- _Task prompt_:
Word for word, transcribe every line below.

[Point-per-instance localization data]

----

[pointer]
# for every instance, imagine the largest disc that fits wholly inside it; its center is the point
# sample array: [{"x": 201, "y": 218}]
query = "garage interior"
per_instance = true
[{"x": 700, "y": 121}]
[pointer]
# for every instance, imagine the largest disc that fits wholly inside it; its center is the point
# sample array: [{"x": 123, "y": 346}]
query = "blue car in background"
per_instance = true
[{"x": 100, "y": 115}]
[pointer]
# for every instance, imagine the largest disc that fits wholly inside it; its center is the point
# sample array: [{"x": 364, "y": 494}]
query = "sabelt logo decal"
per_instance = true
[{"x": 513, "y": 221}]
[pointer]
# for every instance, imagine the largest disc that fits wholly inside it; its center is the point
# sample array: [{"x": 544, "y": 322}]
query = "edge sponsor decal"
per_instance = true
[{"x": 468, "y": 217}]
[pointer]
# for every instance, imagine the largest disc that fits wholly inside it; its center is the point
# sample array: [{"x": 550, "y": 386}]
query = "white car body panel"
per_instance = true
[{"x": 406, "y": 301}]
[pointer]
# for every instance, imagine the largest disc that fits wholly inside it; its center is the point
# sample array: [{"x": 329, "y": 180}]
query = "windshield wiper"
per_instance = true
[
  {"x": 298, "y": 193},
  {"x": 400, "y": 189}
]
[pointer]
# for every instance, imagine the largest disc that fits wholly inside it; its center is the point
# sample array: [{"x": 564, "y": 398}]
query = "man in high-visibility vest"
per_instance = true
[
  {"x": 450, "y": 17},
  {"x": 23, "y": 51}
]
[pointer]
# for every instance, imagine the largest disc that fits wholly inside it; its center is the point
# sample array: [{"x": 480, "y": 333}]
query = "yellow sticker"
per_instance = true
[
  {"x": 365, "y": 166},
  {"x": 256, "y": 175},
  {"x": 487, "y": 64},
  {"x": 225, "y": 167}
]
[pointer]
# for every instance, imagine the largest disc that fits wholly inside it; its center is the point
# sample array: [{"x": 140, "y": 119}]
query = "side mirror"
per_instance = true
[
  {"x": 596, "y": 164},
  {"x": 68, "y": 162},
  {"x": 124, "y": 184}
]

----

- _Exercise answer_:
[pointer]
# for every instance, imagine the largest disc that fits wholly inside it; its center is the point
# sample array: [{"x": 201, "y": 218}]
query = "garage interior"
per_instance = true
[{"x": 700, "y": 121}]
[pointer]
# for every instance, imagine the largest disc that fits wholly inside it; its center is the point
# sample array: [{"x": 123, "y": 346}]
query = "blue car in background"
per_instance = true
[{"x": 100, "y": 115}]
[pointer]
# for every instance, imagine the largest disc that fits wholly inside it; its center is the point
# sample array: [{"x": 364, "y": 494}]
query = "sabelt logo decal"
per_instance = true
[{"x": 513, "y": 221}]
[pointer]
# for every instance, imagine the largest disc that fits wholly inside it; its center is the point
# sample array: [{"x": 544, "y": 322}]
query = "edge sponsor decal"
per_instance = true
[{"x": 468, "y": 217}]
[pointer]
# for every instance, imagine the largest disc that fits wholly inside it; its center is the point
# sample array: [{"x": 550, "y": 386}]
query = "white car body panel"
per_instance = true
[{"x": 406, "y": 301}]
[pointer]
# for every instance, imagine the largest disc that fits wholly inside it; its center is the point
# sample array: [{"x": 329, "y": 180}]
query = "windshield wiper"
per_instance = true
[
  {"x": 298, "y": 193},
  {"x": 400, "y": 189}
]
[pointer]
# for every instance, imagine the largest disc that fits wholly inside it; its center is the point
# sample array: [{"x": 564, "y": 398}]
query = "man in high-visibility vest"
per_instance = true
[
  {"x": 450, "y": 17},
  {"x": 23, "y": 51}
]
[pointer]
# for every instance, imagine the largest disc that fits wholly inside it; its center is the point
# sample array: [{"x": 480, "y": 333}]
query = "yellow sticker"
per_instance = true
[
  {"x": 365, "y": 166},
  {"x": 256, "y": 175},
  {"x": 487, "y": 64},
  {"x": 225, "y": 167}
]
[pointer]
# for every instance, imagine the largest disc that fits wholly inside it; its center is the point
# sample array: [{"x": 140, "y": 119}]
query = "side mirror"
per_instance = true
[
  {"x": 596, "y": 164},
  {"x": 68, "y": 162},
  {"x": 124, "y": 184}
]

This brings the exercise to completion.